Connect with us

Opini

Israel Gagal Lagi: Strategi Usang, Hasil yang Sama

Published

on

Mantan Menteri Keamanan “Israel,” Yoav Gallant, menyoroti kegagalan terbesar dalam sejarah keamanan negaranya. Ia mengungkap bahwa pada 11 Oktober, hanya tiga hari setelah Hizbullah membuka front pendukung Gaza, militer “Israel” ingin melancarkan operasi besar di Lebanon, termasuk membunuh Sayyid Hassan Nasrallah dan menghabisi 15 ribu anggota Hizbullah dalam hitungan jam. Sayang sekali, rencana tersebut tidak terlaksana.

Tentu saja, karena tidak terlaksana, kini mereka sibuk menyalahkan satu sama lain. Gallant menyesalkan kegagalan ini sebagai blunder terbesar “Israel.” Mungkin ia berpikir bahwa cukup dengan menekan tombol dan meledakkan beberapa perangkat komunikasi, Hizbullah akan menghilang seperti asap. Seandainya saja perang bisa semudah itu—sayangnya, realitas lebih kompleks daripada khayalan militer Tel Aviv.

Berkali-kali “Israel” membuktikan bahwa mereka tak memahami musuh yang mereka hadapi. Mereka tampaknya menganggap Hizbullah sebagai kumpulan gerilyawan yang bisa dikalahkan dengan strategi usang. Ini seperti mencoba memadamkan api dengan bensin—bukan hanya tidak berhasil, tetapi malah semakin memperburuk situasi. Rupanya, mengulang kesalahan adalah kebiasaan yang sulit ditinggalkan.

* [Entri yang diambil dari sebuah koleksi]
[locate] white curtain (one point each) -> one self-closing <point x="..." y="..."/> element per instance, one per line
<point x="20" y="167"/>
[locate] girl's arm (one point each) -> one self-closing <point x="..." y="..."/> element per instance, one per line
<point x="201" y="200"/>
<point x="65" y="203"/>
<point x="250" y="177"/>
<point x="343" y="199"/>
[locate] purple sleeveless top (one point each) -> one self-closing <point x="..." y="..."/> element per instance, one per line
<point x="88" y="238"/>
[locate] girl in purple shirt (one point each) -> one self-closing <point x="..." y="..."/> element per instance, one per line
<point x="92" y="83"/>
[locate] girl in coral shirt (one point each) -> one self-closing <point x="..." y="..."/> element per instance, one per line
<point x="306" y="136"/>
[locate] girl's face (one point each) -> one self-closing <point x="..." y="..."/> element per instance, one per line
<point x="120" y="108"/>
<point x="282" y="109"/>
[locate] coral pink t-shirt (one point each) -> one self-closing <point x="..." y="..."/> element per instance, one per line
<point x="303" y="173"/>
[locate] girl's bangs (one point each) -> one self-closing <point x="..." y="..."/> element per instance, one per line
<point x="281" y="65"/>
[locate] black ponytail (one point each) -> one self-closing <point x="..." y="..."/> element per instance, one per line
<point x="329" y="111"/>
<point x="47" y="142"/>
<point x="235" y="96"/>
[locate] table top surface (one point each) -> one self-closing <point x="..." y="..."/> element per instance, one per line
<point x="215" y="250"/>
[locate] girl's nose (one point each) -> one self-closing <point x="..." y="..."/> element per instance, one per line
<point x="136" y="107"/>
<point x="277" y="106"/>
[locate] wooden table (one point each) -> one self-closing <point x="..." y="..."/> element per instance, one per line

* [Latihan Soal]
1. Sebutkan semua rencana militer "Israel" pada 11 Oktober yang diungkap Yoav Gallant dalam kutipan dokumen.
2. Menurut kutipan dokumen, berapa hari setelah Hizbullah membuka front pendukung Gaza militer "Israel" ingin melancarkan operasi besar di Lebanon?
3. Salin seluruh bagian kutipan dokumen tanpa perubahan, mulai dari "Mantan Menteri Keamanan" sampai "tersebut tidak terlaksana.".

* [Kunci Jawaban]
1. Melancarkan operasi besar di Lebanon, membunuh Sayyid Hassan Nasrallah, dan menghabisi 15 ribu anggota Hizbullah dalam hitungan jam.

2. Tiga hari.

3.
Mantan Menteri Keamanan “Israel,” Yoav Gallant, menyoroti kegagalan terbesar dalam sejarah keamanan negaranya. Ia mengungkap bahwa pada 11 Oktober, hanya tiga hari setelah Hizbullah membuka front pendukung Gaza, militer “Israel” ingin melancarkan operasi besar di Lebanon, termasuk membunuh Sayyid Hassan Nasrallah dan menghabisi 15 ribu anggota Hizbullah dalam hitungan jam. Sayang sekali, rencana tersebut tidak terlaksana.